▶ **Text section**
_ _ _ _ _
Silicon Team S2E06: Three Reviewers and Not One Noticed the Wrong Color

Silicon Team S2E06

EP05 built the extension system — capability contracts stopped the core from getting fatter. The next question: now that the extension framework exists, what real problems can it solve?

The first answer came from the education tool’s frontend refactor. After the refactor, a standard review ran — security, backend, and frontend reviewers all PASS. The code had no bugs, the logic was correct, all tests passing.

I opened the page myself, felt something was off but couldn’t pinpoint it. After zooming in on screenshots and comparing, I found it: the blue in the new component differed from the design system’s blue by 7 degrees of hue. Nearly invisible on a small screen. But on a large screen, the drift accumulated — the entire interface felt tonally inconsistent, as if two different people had painted it.
_ _ _ _ _
▶ **Task instructions**
(a) In the Silicon Team S2E06 post, by how many degrees of hue did the blue in the new component differ from the design system's blue?
(b) Continue the Silicon Team S2E06 post about the wrong blue from its last sentence.

Collected data:
_ _ _ _ _
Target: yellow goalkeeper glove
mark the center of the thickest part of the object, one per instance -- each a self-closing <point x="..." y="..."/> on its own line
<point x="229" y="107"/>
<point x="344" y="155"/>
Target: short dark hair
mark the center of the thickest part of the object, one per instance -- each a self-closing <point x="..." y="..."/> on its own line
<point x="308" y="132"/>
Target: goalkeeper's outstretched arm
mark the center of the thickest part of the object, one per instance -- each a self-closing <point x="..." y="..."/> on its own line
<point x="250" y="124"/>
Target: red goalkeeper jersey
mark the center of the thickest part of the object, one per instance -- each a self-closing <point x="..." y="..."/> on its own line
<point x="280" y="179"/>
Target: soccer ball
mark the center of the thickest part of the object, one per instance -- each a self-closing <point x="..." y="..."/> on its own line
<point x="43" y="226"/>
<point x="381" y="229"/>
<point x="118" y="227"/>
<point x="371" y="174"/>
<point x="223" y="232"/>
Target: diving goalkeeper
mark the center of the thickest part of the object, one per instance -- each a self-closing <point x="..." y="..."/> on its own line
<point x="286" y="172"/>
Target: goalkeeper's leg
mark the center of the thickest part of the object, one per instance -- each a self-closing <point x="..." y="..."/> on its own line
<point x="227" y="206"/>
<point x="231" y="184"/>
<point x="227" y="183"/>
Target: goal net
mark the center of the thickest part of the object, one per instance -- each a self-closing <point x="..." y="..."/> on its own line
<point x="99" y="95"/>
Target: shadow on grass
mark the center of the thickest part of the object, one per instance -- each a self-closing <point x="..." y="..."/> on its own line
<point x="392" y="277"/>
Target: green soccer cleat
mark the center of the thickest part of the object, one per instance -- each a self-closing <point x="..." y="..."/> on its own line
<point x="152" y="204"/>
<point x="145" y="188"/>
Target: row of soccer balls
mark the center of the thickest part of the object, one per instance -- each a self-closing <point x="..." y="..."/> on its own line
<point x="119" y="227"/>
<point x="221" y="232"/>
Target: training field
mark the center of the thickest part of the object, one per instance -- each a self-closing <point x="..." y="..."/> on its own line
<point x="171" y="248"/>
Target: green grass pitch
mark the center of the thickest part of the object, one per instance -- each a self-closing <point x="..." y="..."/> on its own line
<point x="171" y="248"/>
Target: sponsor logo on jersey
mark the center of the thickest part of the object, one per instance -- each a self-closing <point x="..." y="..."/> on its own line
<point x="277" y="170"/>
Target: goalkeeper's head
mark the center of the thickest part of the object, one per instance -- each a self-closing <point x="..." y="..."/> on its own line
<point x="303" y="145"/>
_ _ _ _ _
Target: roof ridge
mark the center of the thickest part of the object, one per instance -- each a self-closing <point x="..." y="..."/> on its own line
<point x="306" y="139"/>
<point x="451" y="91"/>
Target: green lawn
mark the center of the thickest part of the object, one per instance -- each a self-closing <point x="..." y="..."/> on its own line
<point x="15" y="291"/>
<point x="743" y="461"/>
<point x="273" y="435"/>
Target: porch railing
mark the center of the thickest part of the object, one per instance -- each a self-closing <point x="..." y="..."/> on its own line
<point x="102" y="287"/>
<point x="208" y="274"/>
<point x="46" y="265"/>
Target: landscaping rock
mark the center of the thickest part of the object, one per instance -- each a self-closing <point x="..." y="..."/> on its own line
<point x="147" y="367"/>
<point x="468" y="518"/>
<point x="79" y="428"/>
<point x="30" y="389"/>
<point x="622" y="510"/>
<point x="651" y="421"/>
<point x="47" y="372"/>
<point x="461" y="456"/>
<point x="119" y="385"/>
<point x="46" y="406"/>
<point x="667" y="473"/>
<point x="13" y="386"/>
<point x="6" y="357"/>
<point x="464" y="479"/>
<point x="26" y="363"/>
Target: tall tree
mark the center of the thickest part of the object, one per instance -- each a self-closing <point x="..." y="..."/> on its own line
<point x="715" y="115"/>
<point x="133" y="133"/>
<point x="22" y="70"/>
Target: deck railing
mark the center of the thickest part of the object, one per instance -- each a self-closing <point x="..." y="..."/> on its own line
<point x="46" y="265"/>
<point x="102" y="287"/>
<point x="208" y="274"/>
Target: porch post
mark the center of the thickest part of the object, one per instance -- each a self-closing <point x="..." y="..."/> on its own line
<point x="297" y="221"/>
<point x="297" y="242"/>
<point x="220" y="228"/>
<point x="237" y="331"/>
_ _ _ _ _
▶ **Answers for the tasks**
(a) 7 degrees

(b)
bg-blue-600 versus bg-blue-700 — one digit apart in code. Fifteen degrees apart on screen. The security reviewer doesn’t check which CSS class color values are chosen. The backend reviewer doesn’t look at frontend rendering results. The frontend reviewer examines component logic and responsive layout — nobody’s job description includes “compare rendered output against design system color values.”

Code review has a structural blind spot: reviewers read code, they don’t look at rendered results.

EP01’s Tailwind default styles making the product look like an admin dashboard was also something I only caught by looking myself. EP03 added the skeptic-owner to solve direction blind spots, but skeptic-owner doesn’t look at colors either — it cares about “is the direction right,” not “is the blue right.” A new review capability was needed, and it couldn’t rely on human eyes — I can’t open every page full-screen for visual comparison after every commit.

Design Intelligence’s Three-Layer Architecture

Design Intelligence (DI) was the extension system’s first heavyweight application from EP05. It’s not a generic “check if the design looks good” tool — it has three layers, each solving a specific class of design review problem.

Layer 1: Palette guardrail. Mechanical checks, no LLM involved.

Layer 2: AI smell detectors. 28 specific detectors, each checking for one design anti-pattern.

Layer 3: Reference layer. Extracting the generator’s design knowledge into consultable documentation.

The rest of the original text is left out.